PROMPT
Quote verbatim the lines from the one containing "obj: sunlit wing feather" up to and including the one containing "left=60, top=68, right=253, bottom=190", and nothing more.

++++ RECORD EXTRACTS ++++

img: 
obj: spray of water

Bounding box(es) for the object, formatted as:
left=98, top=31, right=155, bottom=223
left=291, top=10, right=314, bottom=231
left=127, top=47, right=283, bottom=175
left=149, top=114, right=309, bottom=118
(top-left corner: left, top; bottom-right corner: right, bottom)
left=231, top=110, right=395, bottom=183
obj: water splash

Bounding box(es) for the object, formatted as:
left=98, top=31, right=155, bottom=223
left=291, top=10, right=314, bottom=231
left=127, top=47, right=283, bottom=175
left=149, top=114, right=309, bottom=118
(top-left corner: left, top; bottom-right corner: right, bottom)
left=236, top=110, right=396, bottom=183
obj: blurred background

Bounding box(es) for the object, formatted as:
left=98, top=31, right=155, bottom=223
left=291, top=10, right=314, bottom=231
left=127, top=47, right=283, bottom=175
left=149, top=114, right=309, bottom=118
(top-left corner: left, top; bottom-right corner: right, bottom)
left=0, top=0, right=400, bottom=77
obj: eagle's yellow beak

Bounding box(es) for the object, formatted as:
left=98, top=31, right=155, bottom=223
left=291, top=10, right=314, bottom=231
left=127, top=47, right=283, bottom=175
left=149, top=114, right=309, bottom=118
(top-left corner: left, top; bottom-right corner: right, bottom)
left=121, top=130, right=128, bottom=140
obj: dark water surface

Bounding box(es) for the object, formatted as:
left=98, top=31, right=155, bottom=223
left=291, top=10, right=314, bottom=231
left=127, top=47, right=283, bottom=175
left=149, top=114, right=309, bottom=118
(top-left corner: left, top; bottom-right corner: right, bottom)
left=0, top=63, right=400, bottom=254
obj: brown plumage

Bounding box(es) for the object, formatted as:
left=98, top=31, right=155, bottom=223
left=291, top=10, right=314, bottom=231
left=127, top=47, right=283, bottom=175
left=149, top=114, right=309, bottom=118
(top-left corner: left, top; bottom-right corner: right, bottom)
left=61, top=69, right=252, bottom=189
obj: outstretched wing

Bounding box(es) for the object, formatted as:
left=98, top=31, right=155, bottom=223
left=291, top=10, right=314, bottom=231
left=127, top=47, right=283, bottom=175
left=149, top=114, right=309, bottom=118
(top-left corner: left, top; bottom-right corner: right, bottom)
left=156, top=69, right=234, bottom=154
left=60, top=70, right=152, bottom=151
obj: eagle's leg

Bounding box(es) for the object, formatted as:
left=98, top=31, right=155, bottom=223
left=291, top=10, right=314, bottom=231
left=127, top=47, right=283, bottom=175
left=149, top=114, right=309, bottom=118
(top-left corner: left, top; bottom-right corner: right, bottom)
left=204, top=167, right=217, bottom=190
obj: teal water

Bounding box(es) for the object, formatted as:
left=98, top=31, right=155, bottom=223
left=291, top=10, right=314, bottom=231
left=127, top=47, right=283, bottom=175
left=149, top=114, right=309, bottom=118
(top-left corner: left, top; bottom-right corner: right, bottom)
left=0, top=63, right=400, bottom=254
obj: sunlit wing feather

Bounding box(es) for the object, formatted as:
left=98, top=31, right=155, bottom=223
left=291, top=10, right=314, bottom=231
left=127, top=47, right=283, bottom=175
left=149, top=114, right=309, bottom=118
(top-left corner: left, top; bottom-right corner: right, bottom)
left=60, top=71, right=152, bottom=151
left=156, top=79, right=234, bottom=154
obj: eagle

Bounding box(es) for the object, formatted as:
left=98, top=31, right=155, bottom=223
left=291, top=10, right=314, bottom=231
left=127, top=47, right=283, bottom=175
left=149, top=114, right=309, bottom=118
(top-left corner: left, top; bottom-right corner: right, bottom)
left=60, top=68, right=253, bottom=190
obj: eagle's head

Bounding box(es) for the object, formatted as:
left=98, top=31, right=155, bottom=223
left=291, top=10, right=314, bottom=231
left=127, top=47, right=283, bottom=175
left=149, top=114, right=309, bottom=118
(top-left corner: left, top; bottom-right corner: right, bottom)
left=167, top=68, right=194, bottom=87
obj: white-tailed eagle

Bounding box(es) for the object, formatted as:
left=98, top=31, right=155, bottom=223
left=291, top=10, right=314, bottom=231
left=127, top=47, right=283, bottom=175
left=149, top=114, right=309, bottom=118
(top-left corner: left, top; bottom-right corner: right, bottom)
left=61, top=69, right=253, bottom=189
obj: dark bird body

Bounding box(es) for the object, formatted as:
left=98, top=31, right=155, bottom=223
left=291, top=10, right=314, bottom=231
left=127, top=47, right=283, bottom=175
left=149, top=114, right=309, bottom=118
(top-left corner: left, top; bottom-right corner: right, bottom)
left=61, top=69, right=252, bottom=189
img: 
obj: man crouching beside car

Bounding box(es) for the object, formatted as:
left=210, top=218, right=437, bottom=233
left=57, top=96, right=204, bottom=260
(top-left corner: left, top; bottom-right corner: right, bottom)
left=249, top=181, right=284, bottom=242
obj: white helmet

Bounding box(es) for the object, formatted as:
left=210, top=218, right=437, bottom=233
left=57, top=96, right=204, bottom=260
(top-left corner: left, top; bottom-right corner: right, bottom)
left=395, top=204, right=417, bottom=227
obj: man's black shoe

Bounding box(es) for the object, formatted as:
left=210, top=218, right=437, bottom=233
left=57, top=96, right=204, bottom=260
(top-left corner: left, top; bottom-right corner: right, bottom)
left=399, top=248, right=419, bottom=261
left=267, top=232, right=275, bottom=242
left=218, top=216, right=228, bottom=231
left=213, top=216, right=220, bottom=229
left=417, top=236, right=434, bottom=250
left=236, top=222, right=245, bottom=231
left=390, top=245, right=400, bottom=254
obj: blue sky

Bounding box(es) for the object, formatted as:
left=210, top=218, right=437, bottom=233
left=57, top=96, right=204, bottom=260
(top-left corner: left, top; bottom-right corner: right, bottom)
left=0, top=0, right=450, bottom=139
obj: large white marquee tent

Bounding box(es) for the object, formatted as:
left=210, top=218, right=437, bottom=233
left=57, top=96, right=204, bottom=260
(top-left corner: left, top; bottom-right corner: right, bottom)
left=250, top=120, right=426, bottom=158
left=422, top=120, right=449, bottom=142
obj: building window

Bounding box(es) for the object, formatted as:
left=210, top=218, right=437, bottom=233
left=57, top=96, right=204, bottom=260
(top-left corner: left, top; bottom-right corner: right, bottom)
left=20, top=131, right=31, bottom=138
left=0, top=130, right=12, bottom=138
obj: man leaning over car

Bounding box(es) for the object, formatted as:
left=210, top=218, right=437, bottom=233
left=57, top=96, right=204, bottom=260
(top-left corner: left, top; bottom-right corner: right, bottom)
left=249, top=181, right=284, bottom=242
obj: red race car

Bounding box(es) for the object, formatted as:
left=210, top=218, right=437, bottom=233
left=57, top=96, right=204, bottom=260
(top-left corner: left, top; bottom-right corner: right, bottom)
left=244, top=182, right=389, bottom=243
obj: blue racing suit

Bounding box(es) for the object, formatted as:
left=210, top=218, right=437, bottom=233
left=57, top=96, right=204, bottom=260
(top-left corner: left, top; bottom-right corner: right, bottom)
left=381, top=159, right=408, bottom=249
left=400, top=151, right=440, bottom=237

++++

CORRECT OUTPUT
obj: sunlit wing feather

Bounding box(es) for the object, formatted as:
left=98, top=31, right=155, bottom=223
left=291, top=10, right=314, bottom=231
left=127, top=47, right=283, bottom=175
left=149, top=114, right=309, bottom=118
(top-left corner: left, top; bottom-right corner: right, bottom)
left=60, top=71, right=152, bottom=151
left=156, top=79, right=234, bottom=154
obj: eagle

Bounding box(es) for the object, formatted as:
left=98, top=31, right=155, bottom=223
left=291, top=10, right=314, bottom=231
left=127, top=47, right=283, bottom=175
left=149, top=114, right=309, bottom=118
(top-left corner: left, top; bottom-right corner: right, bottom)
left=60, top=68, right=253, bottom=190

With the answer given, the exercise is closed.